Labeled shape records

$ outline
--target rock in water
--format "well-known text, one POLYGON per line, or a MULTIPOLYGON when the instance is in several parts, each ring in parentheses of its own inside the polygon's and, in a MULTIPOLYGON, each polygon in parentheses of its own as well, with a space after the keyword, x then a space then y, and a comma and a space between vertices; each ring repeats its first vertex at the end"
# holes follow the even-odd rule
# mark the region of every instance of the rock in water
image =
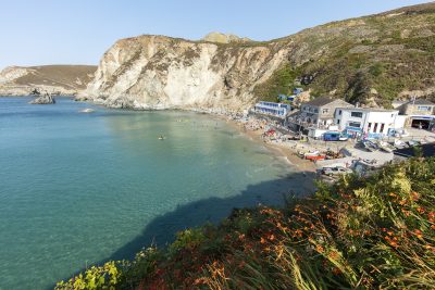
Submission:
POLYGON ((29 103, 32 103, 32 104, 50 104, 50 103, 55 103, 55 100, 53 97, 51 97, 51 94, 46 93, 44 96, 36 98, 35 100, 33 100, 29 103))

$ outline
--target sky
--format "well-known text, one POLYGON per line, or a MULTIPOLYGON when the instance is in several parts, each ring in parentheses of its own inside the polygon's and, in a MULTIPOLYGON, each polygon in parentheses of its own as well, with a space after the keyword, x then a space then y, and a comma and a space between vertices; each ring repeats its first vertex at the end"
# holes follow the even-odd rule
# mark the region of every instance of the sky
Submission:
POLYGON ((270 40, 418 0, 0 0, 0 68, 98 64, 117 39, 200 39, 210 31, 270 40))

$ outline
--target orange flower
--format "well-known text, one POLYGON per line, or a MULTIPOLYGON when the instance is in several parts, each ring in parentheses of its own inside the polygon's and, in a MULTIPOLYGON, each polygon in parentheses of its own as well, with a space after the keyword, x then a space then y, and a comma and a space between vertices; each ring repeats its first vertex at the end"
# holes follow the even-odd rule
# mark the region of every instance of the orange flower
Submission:
POLYGON ((419 239, 422 239, 422 238, 423 238, 422 231, 421 231, 420 229, 415 229, 415 230, 414 230, 414 235, 415 235, 417 238, 419 238, 419 239))
POLYGON ((419 213, 421 213, 421 214, 423 214, 423 213, 425 212, 423 207, 417 207, 417 211, 418 211, 419 213))

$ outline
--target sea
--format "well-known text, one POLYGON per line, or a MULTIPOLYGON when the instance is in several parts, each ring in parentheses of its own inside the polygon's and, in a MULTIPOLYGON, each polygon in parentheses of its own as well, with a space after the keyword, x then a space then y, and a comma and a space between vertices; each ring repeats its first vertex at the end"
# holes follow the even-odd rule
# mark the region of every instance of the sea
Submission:
POLYGON ((52 289, 307 190, 295 166, 216 116, 30 100, 0 98, 1 290, 52 289))

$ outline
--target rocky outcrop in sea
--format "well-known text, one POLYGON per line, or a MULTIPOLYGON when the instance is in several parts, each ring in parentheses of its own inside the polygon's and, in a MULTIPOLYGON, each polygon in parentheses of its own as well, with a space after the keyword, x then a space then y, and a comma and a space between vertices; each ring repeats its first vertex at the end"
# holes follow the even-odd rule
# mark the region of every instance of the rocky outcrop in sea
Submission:
POLYGON ((51 94, 45 93, 40 97, 37 97, 35 100, 30 101, 29 103, 32 103, 32 104, 54 104, 55 100, 51 94))

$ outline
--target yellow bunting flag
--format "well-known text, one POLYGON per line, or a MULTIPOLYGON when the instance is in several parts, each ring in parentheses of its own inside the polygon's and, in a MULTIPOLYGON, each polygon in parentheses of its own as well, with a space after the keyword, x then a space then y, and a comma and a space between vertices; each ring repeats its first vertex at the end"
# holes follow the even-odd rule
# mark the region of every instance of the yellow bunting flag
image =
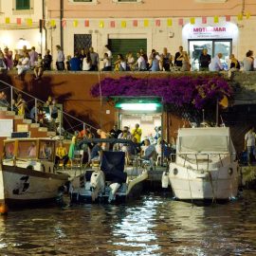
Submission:
POLYGON ((63 27, 66 27, 66 20, 63 20, 62 21, 62 26, 63 26, 63 27))
POLYGON ((218 16, 214 16, 213 21, 214 21, 214 23, 219 23, 219 17, 218 16))
POLYGON ((73 21, 73 27, 78 27, 78 21, 77 21, 77 20, 74 20, 74 21, 73 21))
POLYGON ((240 13, 237 15, 237 20, 238 21, 243 21, 243 13, 240 13))
POLYGON ((160 26, 161 26, 161 21, 155 20, 155 27, 160 27, 160 26))
POLYGON ((116 22, 115 21, 111 21, 110 22, 110 27, 116 27, 116 22))
POLYGON ((32 26, 32 24, 33 24, 32 19, 27 19, 27 26, 32 26))
POLYGON ((144 27, 149 27, 149 20, 144 20, 144 27))
POLYGON ((104 22, 103 21, 100 21, 99 27, 103 28, 104 27, 104 22))
POLYGON ((89 20, 84 21, 84 27, 90 27, 90 21, 89 20))
POLYGON ((192 24, 192 25, 195 24, 195 18, 194 17, 191 18, 191 24, 192 24))
POLYGON ((50 27, 53 27, 56 26, 56 21, 55 20, 51 20, 50 21, 50 27))
POLYGON ((247 19, 249 19, 249 18, 250 18, 250 13, 247 12, 247 19))
POLYGON ((167 20, 167 26, 168 27, 172 27, 173 26, 173 20, 172 19, 168 19, 167 20))
POLYGON ((126 21, 121 21, 121 27, 126 27, 126 21))
POLYGON ((9 24, 9 17, 6 17, 6 24, 9 24))

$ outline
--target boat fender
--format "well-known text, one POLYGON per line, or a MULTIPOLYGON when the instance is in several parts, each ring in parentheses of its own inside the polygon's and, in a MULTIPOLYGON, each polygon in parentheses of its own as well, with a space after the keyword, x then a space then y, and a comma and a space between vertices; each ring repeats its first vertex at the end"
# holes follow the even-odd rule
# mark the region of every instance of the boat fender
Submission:
POLYGON ((173 172, 174 172, 174 174, 176 175, 178 173, 178 170, 176 168, 174 168, 173 172))
POLYGON ((116 193, 120 187, 119 183, 112 183, 109 185, 109 196, 108 196, 108 202, 111 203, 111 201, 116 199, 116 193))
POLYGON ((168 172, 163 172, 163 174, 162 174, 162 188, 163 189, 167 189, 168 186, 169 186, 169 183, 170 183, 170 180, 169 180, 169 173, 168 172))
POLYGON ((0 204, 0 214, 7 215, 8 214, 8 207, 6 204, 0 204))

Task
Output the lines above in full and exactly as given, omitting any pictures.

The result
$ outline
--target rock in water
--format "well-known text, one POLYGON per line, or a MULTIPOLYGON when the instance is in several parts, each ring in parentheses of its own inside the polygon's and, in a MULTIPOLYGON, each polygon in parentheses of its own as well, with a space after the keyword, x then a space then y, and a comma and a space between vertices; each ring repeats its first vertex at the end"
# holes follow the even-odd rule
# mark the region of every instance of the rock in water
image =
Submission:
POLYGON ((29 103, 32 103, 32 104, 50 104, 50 103, 55 103, 55 100, 53 97, 51 97, 51 94, 46 93, 44 96, 36 98, 35 100, 33 100, 29 103))

$ outline
--target sky
--format "well-known text, one POLYGON per line, or a MULTIPOLYGON when the instance is in several parts, each ring in parentheses of its own inside the polygon's and, in a MULTIPOLYGON, each polygon in parentheses of its own as well, with a space after the keyword, x then a space then y, and a comma and a space between vertices; each ring repeats its first vertex at the end"
# holes follow the even-odd rule
# mark the region of every instance of the sky
Submission:
POLYGON ((270 40, 418 0, 0 0, 0 68, 98 64, 117 39, 200 39, 210 31, 270 40))

$ outline
--target orange flower
--format "well-known text, one POLYGON per line, or a MULTIPOLYGON when the instance is in several parts, each ring in parentheses of its own inside the polygon's and, in a MULTIPOLYGON, each polygon in parentheses of its own as well, with a space after the keyword, x then a space then y, and a comma and a space between vertices; each ring repeats its first vertex at the end"
# holes follow the even-odd rule
# mark the region of every instance of the orange flower
Submission:
POLYGON ((419 239, 422 239, 422 238, 423 238, 422 231, 421 231, 420 229, 415 229, 415 230, 414 230, 414 235, 415 235, 417 238, 419 238, 419 239))
POLYGON ((419 213, 421 213, 421 214, 423 214, 423 213, 425 212, 423 207, 417 207, 417 211, 418 211, 419 213))

$ outline
--target sea
--format "well-known text, one POLYGON per line, or a MULTIPOLYGON when the instance is in several parts, each ring in parentheses of its own inside the polygon's and, in a MULTIPOLYGON, each polygon in parentheses of its own as well, with a space after the keyword, x then a space then y, and a comma and a space between vertices; each ring repeats its first vertex at the end"
# holes follow the even-odd rule
# mark the region of every instance of the sea
Submission:
POLYGON ((52 289, 307 190, 295 166, 216 116, 30 100, 0 98, 1 290, 52 289))

$ outline
--target rocky outcrop in sea
--format "well-known text, one POLYGON per line, or a MULTIPOLYGON when the instance is in several parts, each ring in parentheses of its own inside the polygon's and, in a MULTIPOLYGON, each polygon in parentheses of its own as well, with a space after the keyword, x then a space then y, and a comma and a space between vertices; each ring repeats its first vertex at the end"
# holes follow the even-odd rule
# mark the region of every instance of the rocky outcrop in sea
Submission:
POLYGON ((51 94, 45 93, 40 97, 37 97, 35 100, 30 101, 29 103, 32 103, 32 104, 54 104, 55 100, 51 94))

$ outline
--target yellow bunting flag
--format "well-known text, one POLYGON per line, or a MULTIPOLYGON when the instance is in several parts, each ring in parentheses of its own inside the polygon's and, in a MULTIPOLYGON, each polygon in parentheses of its own as well, with a space after the keyword, x then a space then y, and a comma and a space between vertices; each ring repeats its first vertex at the end"
# holes follow the even-odd rule
# mark the region of every instance of the yellow bunting flag
image =
Submission:
POLYGON ((63 27, 66 27, 66 20, 63 20, 62 21, 62 26, 63 26, 63 27))
POLYGON ((218 16, 214 16, 213 21, 214 21, 214 23, 219 23, 219 17, 218 16))
POLYGON ((73 21, 73 27, 78 27, 78 21, 77 21, 77 20, 74 20, 74 21, 73 21))
POLYGON ((240 13, 237 15, 237 20, 238 21, 243 21, 243 13, 240 13))
POLYGON ((160 26, 161 26, 161 21, 155 20, 155 27, 160 27, 160 26))
POLYGON ((116 22, 115 21, 111 21, 110 22, 110 27, 116 27, 116 22))
POLYGON ((32 26, 32 24, 33 24, 32 19, 27 19, 27 26, 32 26))
POLYGON ((144 27, 149 27, 149 20, 144 20, 144 27))
POLYGON ((104 22, 103 21, 100 21, 99 27, 103 28, 104 27, 104 22))
POLYGON ((89 20, 84 21, 84 27, 90 27, 90 21, 89 20))
POLYGON ((192 24, 192 25, 195 24, 195 18, 194 17, 191 18, 191 24, 192 24))
POLYGON ((50 27, 53 27, 56 26, 56 21, 55 20, 51 20, 50 21, 50 27))
POLYGON ((247 19, 249 19, 249 18, 250 18, 250 13, 247 12, 247 19))
POLYGON ((167 20, 167 26, 168 27, 172 27, 173 26, 173 20, 172 19, 168 19, 167 20))
POLYGON ((126 21, 121 21, 121 27, 126 27, 126 21))
POLYGON ((9 24, 9 17, 6 17, 6 24, 9 24))

$ outline
--target boat fender
--format "well-known text, one POLYGON per line, or a MULTIPOLYGON when the instance is in several parts, each ring in parentheses of its own inside the polygon's and, in a MULTIPOLYGON, each polygon in parentheses of its own as well, with a space after the keyword, x then a space then y, and a comma and a space between vertices; each ring repeats its first vertex at the end"
# holes follow the even-odd rule
# mark the region of every instance of the boat fender
Submission:
POLYGON ((173 172, 174 172, 174 174, 176 175, 178 173, 178 170, 176 168, 174 168, 173 172))
POLYGON ((116 193, 120 187, 119 183, 112 183, 109 185, 109 196, 108 196, 108 202, 111 203, 111 201, 116 199, 116 193))
POLYGON ((168 172, 163 172, 163 174, 162 174, 162 188, 163 189, 167 189, 168 186, 169 186, 169 183, 170 183, 170 180, 169 180, 169 173, 168 172))
POLYGON ((0 204, 0 214, 7 215, 8 214, 8 207, 6 204, 0 204))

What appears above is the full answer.